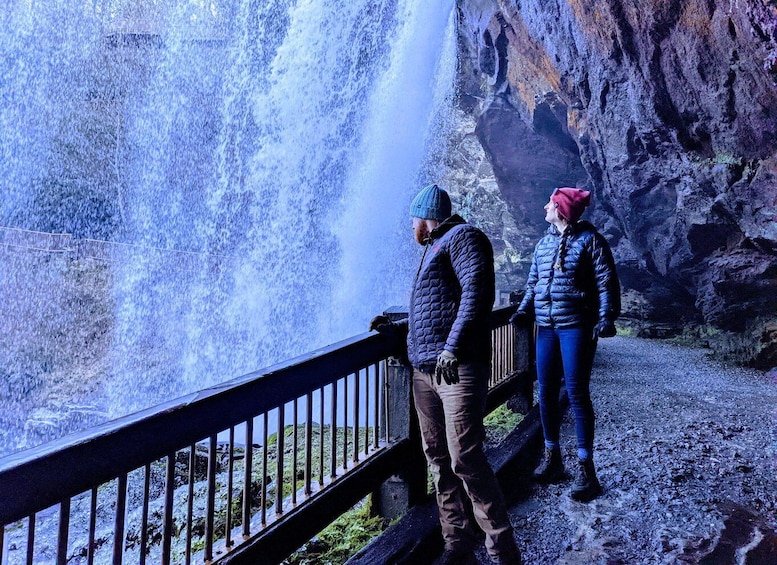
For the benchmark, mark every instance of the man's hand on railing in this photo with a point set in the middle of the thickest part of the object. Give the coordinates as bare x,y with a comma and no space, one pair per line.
383,325
605,328
521,319
447,368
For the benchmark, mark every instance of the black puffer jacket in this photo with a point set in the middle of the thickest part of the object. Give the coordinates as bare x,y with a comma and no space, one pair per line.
452,297
572,281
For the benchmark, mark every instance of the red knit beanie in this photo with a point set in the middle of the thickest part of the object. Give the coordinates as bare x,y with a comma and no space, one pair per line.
571,202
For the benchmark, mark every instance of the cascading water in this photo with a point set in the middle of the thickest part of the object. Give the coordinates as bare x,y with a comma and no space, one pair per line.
236,176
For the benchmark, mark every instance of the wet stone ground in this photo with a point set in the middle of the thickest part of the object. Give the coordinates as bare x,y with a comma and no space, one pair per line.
686,451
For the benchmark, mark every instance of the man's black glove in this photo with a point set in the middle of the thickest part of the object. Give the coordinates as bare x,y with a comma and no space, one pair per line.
383,325
605,328
521,319
447,368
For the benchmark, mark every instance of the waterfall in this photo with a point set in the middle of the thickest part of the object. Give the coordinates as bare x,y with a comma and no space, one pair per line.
242,169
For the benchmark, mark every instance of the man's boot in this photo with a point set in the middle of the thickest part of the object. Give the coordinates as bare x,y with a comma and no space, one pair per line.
586,485
551,468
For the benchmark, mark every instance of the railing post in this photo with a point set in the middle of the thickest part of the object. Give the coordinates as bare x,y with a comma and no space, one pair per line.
523,362
401,491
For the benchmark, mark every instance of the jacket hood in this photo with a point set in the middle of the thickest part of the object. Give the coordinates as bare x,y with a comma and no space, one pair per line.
578,227
445,226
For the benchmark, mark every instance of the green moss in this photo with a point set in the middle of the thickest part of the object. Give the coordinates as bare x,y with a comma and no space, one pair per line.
501,422
341,539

━━━━

- [Exercise directions] Copy out all the records exactly, excluding pictures.

- [Complete answer]
For the benchmark, mark every instance of the man's hand on railing in this photo with a point set in the middle of the thickest part of the object. Give the coordinates as bare x,y with a comma and no space, one pair per line.
383,325
605,328
521,319
447,368
For the benchmark, mark every instance of the black puffer jacket in this photo with a point set in the middle of the thickest part of the object. Give the coordinates as bare x,y with a comma and no space, one pair per line.
452,297
572,281
For the benchmark, mark every instance of the red knit beanie in this photo with a point set in the middle of the thickest part of the object. Give the coordinates as bare x,y with a comma and no space, one pair per line.
571,202
For the benchmark, mark every instance of the cascading water in this photo with a point set in the middle of the thickest part of the object. Give the coordinates as bare x,y with a comma and no space, one pair per line.
236,176
For the benchmark, mark every instance of the wet stone ground in this photo with a point set in the middle of the thickest part of the object. Give the coordinates as bare x,y with a comma and no space, one pair per line.
686,451
For the benchmark, mark every instance of the man's black glove in this photo with a point set in the middle of the thickest part of the object. Give the coordinates as bare x,y with a comma and no space, one pair per line.
383,325
605,328
521,319
447,368
For the benchmark, mark every instance of the waterfall in this photo with a point set in the middle of the thickest part of the object. Give the coordinates as bare x,y with a comma and no space, one pair per line.
242,169
For the benchmark, mark every instance of the man's boot in this photo with a point set in the middle of the thickest part of the object. Give the coordinates as bare x,y with a comma and no space, one pair per line.
586,485
551,468
For the benchmark, mark every instance of the railing post in this photo with a point set in the middle of the thickest part of the object. Give the coordinates as bare x,y with a comma and no space, one pair per line.
523,362
401,491
For the benchmark, mark every instance of the jacket hood in this photo with a point set in the middle of the thickest part of the object. Give the coordinates as bare x,y with a comma and no space, one pair per line.
578,227
445,226
For the benchmark, mark every instance of the green moss in this photo with a point set in the middle of the thickest part of the object. Give the coordinates as bare x,y with a comma and no space, one pair per line.
501,422
341,539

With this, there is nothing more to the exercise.